Content starts
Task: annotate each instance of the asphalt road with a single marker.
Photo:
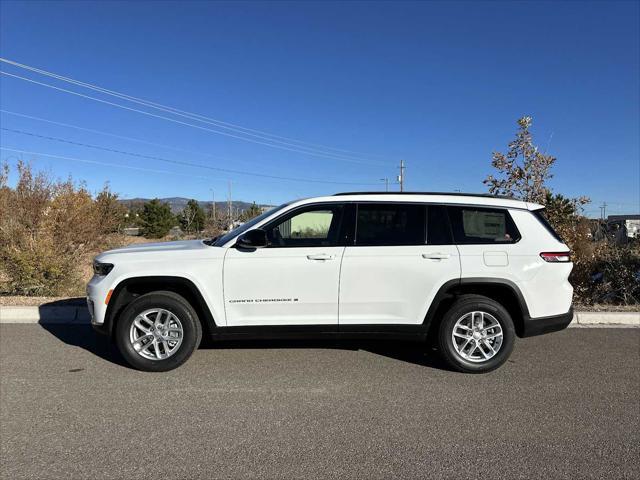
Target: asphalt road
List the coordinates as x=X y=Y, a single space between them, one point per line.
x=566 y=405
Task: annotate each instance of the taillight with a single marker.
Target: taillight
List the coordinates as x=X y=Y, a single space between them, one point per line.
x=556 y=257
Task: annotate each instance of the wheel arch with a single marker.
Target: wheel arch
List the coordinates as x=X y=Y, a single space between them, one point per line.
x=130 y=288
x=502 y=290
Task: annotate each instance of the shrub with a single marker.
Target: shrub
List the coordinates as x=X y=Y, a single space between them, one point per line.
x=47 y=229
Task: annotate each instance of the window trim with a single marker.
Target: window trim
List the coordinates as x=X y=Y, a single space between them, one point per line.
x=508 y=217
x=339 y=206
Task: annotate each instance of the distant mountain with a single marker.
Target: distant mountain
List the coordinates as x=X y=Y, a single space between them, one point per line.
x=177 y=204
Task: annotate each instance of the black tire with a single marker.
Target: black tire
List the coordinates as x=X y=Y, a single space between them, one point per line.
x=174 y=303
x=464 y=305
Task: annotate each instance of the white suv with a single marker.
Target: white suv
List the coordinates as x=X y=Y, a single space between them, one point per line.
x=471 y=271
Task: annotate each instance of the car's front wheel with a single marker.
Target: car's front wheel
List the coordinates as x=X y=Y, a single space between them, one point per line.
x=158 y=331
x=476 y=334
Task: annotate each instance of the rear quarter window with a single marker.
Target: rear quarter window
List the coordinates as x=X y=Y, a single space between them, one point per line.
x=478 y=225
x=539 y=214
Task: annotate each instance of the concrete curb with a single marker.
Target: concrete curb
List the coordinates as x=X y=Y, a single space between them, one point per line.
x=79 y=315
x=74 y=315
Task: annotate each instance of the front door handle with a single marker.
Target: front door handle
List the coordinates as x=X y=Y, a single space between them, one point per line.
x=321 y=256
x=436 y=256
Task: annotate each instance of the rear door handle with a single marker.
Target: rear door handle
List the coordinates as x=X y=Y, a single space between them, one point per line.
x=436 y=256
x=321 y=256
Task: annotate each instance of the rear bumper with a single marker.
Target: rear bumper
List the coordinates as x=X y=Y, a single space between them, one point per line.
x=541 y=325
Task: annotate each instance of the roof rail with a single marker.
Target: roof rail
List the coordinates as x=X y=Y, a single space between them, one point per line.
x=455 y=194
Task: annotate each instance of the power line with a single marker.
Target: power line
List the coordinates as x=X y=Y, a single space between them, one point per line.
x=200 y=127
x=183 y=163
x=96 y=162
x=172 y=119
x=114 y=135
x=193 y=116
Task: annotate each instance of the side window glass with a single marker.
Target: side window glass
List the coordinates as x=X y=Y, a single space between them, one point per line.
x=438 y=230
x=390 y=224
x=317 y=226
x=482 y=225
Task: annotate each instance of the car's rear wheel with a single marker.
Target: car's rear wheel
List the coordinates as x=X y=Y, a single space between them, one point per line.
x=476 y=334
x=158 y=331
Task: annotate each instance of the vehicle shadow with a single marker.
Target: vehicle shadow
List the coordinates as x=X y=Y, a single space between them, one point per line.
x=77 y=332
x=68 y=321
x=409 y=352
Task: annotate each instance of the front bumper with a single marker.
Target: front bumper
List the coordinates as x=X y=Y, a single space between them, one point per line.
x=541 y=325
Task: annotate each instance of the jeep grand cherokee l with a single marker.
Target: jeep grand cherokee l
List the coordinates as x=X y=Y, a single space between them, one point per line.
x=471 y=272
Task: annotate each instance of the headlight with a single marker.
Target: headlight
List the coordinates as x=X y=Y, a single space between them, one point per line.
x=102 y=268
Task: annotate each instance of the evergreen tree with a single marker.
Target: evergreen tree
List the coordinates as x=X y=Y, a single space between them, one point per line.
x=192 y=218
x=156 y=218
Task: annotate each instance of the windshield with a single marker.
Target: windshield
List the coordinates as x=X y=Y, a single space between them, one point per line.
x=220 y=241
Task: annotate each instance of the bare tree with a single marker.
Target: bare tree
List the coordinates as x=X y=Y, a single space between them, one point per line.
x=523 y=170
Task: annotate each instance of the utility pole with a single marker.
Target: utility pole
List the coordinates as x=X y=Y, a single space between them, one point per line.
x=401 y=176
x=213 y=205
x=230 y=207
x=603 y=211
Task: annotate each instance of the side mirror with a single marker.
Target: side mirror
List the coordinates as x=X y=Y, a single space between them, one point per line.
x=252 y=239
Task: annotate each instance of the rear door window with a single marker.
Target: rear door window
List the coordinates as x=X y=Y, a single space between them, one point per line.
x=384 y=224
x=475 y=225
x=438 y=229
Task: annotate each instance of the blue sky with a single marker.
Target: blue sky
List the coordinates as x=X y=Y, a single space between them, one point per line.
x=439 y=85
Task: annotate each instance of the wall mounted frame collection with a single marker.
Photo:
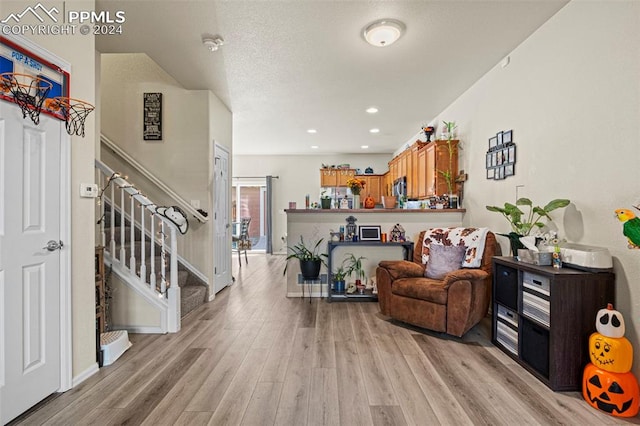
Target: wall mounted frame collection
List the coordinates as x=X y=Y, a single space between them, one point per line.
Content ends
* [WORK TASK]: Reproduce the records, all of them, word for word; omit the pictures.

* [ANSWER SPACE]:
Task: annotate each instance of the asphalt road with a single marker.
Photo:
Target: asphalt road
List the coordinates as x=X y=Y, a single space between them, one point per line.
x=566 y=405
Task: annotate each instance of the taillight with a single marker.
Target: taillight
List the coordinates as x=X y=Y, a single space between them, one point per line.
x=556 y=257
Task: annotate each instance of the wheel arch with a single marker.
Target: wheel arch
List the coordinates as x=X y=Y, a single space between them, one point per line.
x=130 y=288
x=502 y=290
Task: annotate each instance of the shrub with a single marker.
Target: shrub
List the coordinates as x=X y=Y, a single space between them, one point per line.
x=47 y=229
Task: annotate each instance of the window trim with a single marker.
Target: window trim
List the coordinates as x=X y=Y, a single space between them, one point per line.
x=508 y=217
x=339 y=206
Task: annotate each instance of the distant mountain with a single marker.
Target: distant mountain
List the coordinates as x=X y=Y, a single space between them, one point per line.
x=177 y=204
Task: annotate each instance of the black tire with a single marker.
Target: black tire
List the coordinates as x=X y=Y, a single space between them, one point per line.
x=174 y=303
x=464 y=305
Task: annotate each instance of the white suv with a single marker.
Target: white suv
List the coordinates as x=X y=Y, a single space between them, one point per line.
x=471 y=271
Task: annotate each instance of the car's front wheel with a single marker.
Target: car's front wheel
List the coordinates as x=X y=Y, a single space between them, one point per line.
x=158 y=331
x=476 y=334
Task: annotate each instance of the rear quarter window with a single marker.
Target: rear quarter window
List the coordinates as x=X y=Y, a single space between them, one point per line.
x=478 y=225
x=539 y=214
Task: annotate each instance of the concrete curb with a single marker.
Target: concrete curb
List the coordinates as x=X y=Y, a single space between them, one point per line.
x=79 y=315
x=74 y=315
Task: annotate each instance of the front door handle with a single marker.
Target: front door handle
List the coordinates as x=X y=Y, a single space between them, one point per line.
x=321 y=256
x=436 y=256
Task: annotate each instance of the rear door handle with a single marker.
Target: rear door handle
List the coordinates as x=X y=Y, a single space between them, one point per line.
x=436 y=256
x=321 y=256
Task: annotate each instance of the rear bumper with a single marker.
Target: rear bumper
List the coordinates as x=X y=Y, a single space between them, one point per line.
x=541 y=325
Task: annotate each instance of the roof rail with a single marker.
Target: roof rail
List the coordinates as x=X y=Y, a single space between them, one point per line.
x=455 y=194
Task: annotate each instance of the power line with a single marker.
Target: power line
List the coordinates as x=X y=Y, a single space between them, one point per line.
x=200 y=127
x=183 y=163
x=96 y=162
x=172 y=119
x=114 y=135
x=193 y=116
Task: annotate each instance of the side window glass with a single marker.
Target: side window glass
List the coordinates as x=X y=Y, a single space between them, one point per line.
x=438 y=230
x=390 y=224
x=317 y=226
x=482 y=225
Task: annotate each instance of the car's rear wheel with a single marker.
Target: car's rear wheel
List the coordinates as x=X y=Y, a single space between them, one point per line.
x=476 y=334
x=158 y=331
Task: annotate each instance of the vehicle shadow with a single marker.
Target: vehicle shadow
List the coordinates as x=X y=Y, a single space between them, one point per line.
x=77 y=332
x=68 y=321
x=409 y=352
Task: annotate each instance of the front bumper with a single marker.
Target: front bumper
List the coordinates as x=X y=Y, a single space between them, one point per line.
x=541 y=325
Task: annotate each instance of the jeep grand cherokee l with a single marker.
Target: jeep grand cherokee l
List the coordinates as x=X y=Y, a single space between them, one point per line.
x=471 y=272
Task: annotate each instance of the headlight with a single marker.
Target: headlight
List the coordinates as x=X y=Y, a single space between them, one point per line.
x=102 y=268
Task: annotate each instance of the evergreen tree with a single marker.
Target: evergreen tree
List the coordinates as x=X y=Y, a single space between them, one point per line.
x=192 y=218
x=156 y=218
Task: annotate each instance of the windshield with a single marker.
Target: windshield
List the coordinates as x=X y=Y, a single space between them, one point per line.
x=220 y=241
Task: annotate each instance of the bare tree with a single marker.
Target: bare tree
List the coordinates as x=X y=Y, a single space between them, one point per line.
x=523 y=170
Task: annotate each instance of the utility pole with a single marker.
Target: utility pole
List the coordinates as x=X y=Y, a single space between them, one point per line.
x=401 y=176
x=213 y=205
x=230 y=207
x=603 y=211
Task: annotate each instance of the side mirror with a single marker.
Target: side mirror
List the coordinates as x=X y=Y, a single space between them, one point per line.
x=252 y=239
Task: annotate each instance of the rear door window with a single marker.
Target: rear door window
List the coordinates as x=X y=Y, a single space between them, one point per line.
x=384 y=224
x=475 y=225
x=438 y=229
Task: annotate each instance of the blue sky with a single marker.
Target: blue sky
List the coordinates as x=X y=Y, a single space between them, one point per line.
x=439 y=85
Task: annotate each instance of the wall mounted frame collection with a single marker.
Photo:
Target: wall mounted frame collection
List the coordinates as x=X y=Y, a single space between them, one point per line.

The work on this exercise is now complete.